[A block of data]
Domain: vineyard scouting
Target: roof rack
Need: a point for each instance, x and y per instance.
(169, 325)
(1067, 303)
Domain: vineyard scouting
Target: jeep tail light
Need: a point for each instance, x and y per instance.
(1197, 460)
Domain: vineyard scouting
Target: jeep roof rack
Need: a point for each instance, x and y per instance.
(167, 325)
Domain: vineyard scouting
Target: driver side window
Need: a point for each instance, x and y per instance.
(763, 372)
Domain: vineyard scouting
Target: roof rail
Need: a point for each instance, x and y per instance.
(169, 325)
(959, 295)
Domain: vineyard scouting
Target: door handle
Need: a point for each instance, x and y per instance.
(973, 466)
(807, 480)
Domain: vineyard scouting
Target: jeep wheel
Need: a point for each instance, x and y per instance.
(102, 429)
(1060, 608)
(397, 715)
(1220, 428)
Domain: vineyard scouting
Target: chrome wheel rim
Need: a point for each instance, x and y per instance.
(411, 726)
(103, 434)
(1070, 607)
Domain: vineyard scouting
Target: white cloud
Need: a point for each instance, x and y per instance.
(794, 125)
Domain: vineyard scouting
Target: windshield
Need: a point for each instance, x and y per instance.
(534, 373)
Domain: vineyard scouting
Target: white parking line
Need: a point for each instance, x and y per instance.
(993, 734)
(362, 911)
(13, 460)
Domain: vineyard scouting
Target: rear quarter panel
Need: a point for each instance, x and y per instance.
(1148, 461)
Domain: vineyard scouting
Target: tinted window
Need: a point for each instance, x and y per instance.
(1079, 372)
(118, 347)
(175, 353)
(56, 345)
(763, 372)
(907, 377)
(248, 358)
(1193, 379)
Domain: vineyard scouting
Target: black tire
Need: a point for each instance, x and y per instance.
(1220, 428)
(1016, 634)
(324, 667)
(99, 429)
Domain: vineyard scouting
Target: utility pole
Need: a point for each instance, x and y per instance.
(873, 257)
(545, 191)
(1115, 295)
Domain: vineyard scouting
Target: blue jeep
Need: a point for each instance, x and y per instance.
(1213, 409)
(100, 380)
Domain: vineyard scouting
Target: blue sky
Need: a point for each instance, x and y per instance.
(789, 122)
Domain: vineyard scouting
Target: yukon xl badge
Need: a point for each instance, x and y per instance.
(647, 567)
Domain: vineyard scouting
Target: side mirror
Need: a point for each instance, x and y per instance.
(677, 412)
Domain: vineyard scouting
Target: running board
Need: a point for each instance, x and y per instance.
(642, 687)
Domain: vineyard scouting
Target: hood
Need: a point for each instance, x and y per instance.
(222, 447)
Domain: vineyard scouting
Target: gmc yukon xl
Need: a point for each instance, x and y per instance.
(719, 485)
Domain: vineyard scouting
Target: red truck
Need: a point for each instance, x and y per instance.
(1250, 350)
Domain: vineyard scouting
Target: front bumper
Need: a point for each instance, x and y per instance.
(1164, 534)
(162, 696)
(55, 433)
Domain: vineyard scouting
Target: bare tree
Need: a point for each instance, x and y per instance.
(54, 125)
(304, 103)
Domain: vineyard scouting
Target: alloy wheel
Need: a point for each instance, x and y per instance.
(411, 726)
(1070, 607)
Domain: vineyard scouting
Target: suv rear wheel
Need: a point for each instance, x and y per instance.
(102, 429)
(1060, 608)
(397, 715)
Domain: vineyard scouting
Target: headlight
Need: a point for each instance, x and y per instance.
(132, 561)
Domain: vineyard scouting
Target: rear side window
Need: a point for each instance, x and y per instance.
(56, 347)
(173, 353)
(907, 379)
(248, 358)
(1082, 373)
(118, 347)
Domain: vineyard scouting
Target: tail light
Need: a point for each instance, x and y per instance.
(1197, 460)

**The request:** Every record above must be duplicated exactly.

**Solution to the problem:**
Domain: vineyard scouting
Target: roof rack
Need: a point for each instance, x and y per instance.
(169, 325)
(1067, 303)
Domain: vineyard scouting
Target: jeep tail light
Need: a point for each instance, x and y per instance.
(1197, 460)
Domain: vineyard scouting
Target: jeep roof rack
Need: a point for each instance, x and y per instance.
(167, 325)
Domain: vineyard scouting
Target: driver side window
Need: a point for each instance, x and y per instance.
(763, 372)
Domain: vineyard scouting
Target: roof rail
Need: a point for each instance, x and y per instance.
(169, 325)
(959, 295)
Domain: vineyard scouting
Target: door handle
Need: a point for each instance, x and y per instance.
(973, 466)
(807, 480)
Domain: vineyard scouting
Target: jeep wheel
Need: a point for each instance, x and y per instance.
(102, 429)
(1060, 608)
(397, 715)
(1220, 428)
Domain: vineyard scouting
Target: chrome wheel rim
Need: a point for each instance, x and y per instance.
(411, 726)
(103, 434)
(1070, 607)
Domain: vineyard scouting
Target: white cloud
Need: a point for each instance, x and y per instance.
(794, 125)
Domain: vineyard scouting
Target: windshield
Need: a point for each instance, x and y per instance.
(534, 373)
Domain: vineyard scouting
Target: white parking line
Need: a point for each instance, x and y per instance.
(993, 734)
(362, 911)
(13, 460)
Domain: vineyard scouting
Target: rear quarter panel
Need: a point for each instance, x and y per instance.
(1148, 461)
Domain: vineyard scouting
Target: tinted window
Need: a point for each instance, x and y per instance.
(1079, 372)
(118, 347)
(175, 353)
(56, 345)
(763, 372)
(907, 377)
(248, 358)
(1193, 379)
Domain: vineyard scouting
Target: black tire
Need: a point for each instance, x and y per instance.
(1220, 428)
(1016, 634)
(324, 667)
(99, 429)
Domain: vineyard scouting
Target: utility pole
Need: a point for each instance, x and y per instance.
(873, 257)
(545, 191)
(1115, 295)
Domain: vineyard scouting
Target: blue jeep
Need: a point for each instance, x and y per instance.
(1213, 409)
(100, 380)
Domain: vineyard scouting
Target: blue sky
Need: a point for each instance, x and y per instance.
(789, 122)
Domain: vineyard scouting
Target: yukon xl badge
Need: a point for each instance, x and y per instance.
(647, 567)
Domain: vineyard scouting
Target: side mirror
Need: a point for each instance, x and y per instance.
(677, 412)
Domain: vineyard scouting
Target: running board
Need: a point for each instance, x and y per instance.
(642, 687)
Domain: vineyard scouting
Target: hood
Need: a point for each instance, x and y per instance.
(222, 447)
Domain: vineyard scouting
Target: gmc yukon xl
Need: a point for each instance, x and y per instance.
(719, 485)
Domain: vineyard scouting
Target: red truck
Need: a point for each instance, x and y per instance.
(1250, 350)
Domain: vineyard scouting
Target: front bumper
Need: a point for each instance, x and y per instance.
(1164, 534)
(162, 696)
(55, 433)
Domain: vineyard scouting
Target: bare tree
Need: a point for each instance, x and y per instance.
(54, 125)
(304, 103)
Domain: vineyard scouting
Target: alloy wheel
Need: a point for each instance, x and y per instance.
(411, 726)
(1070, 607)
Domain: vineyard scouting
Target: suv rear wheel
Need: a point for each instance, x and y per instance.
(102, 429)
(1060, 608)
(397, 715)
Domain: vineyard scouting
Target: headlight
Need: a point for each instance, x and y per instance.
(132, 561)
Domain: vineyard scouting
Target: rear side window
Need: a point for each instance, x and y per instance.
(56, 347)
(173, 353)
(907, 379)
(248, 358)
(1082, 373)
(118, 347)
Domain: vineyard scouting
Target: tail light
Need: a point for each instance, x and y per instance.
(1197, 460)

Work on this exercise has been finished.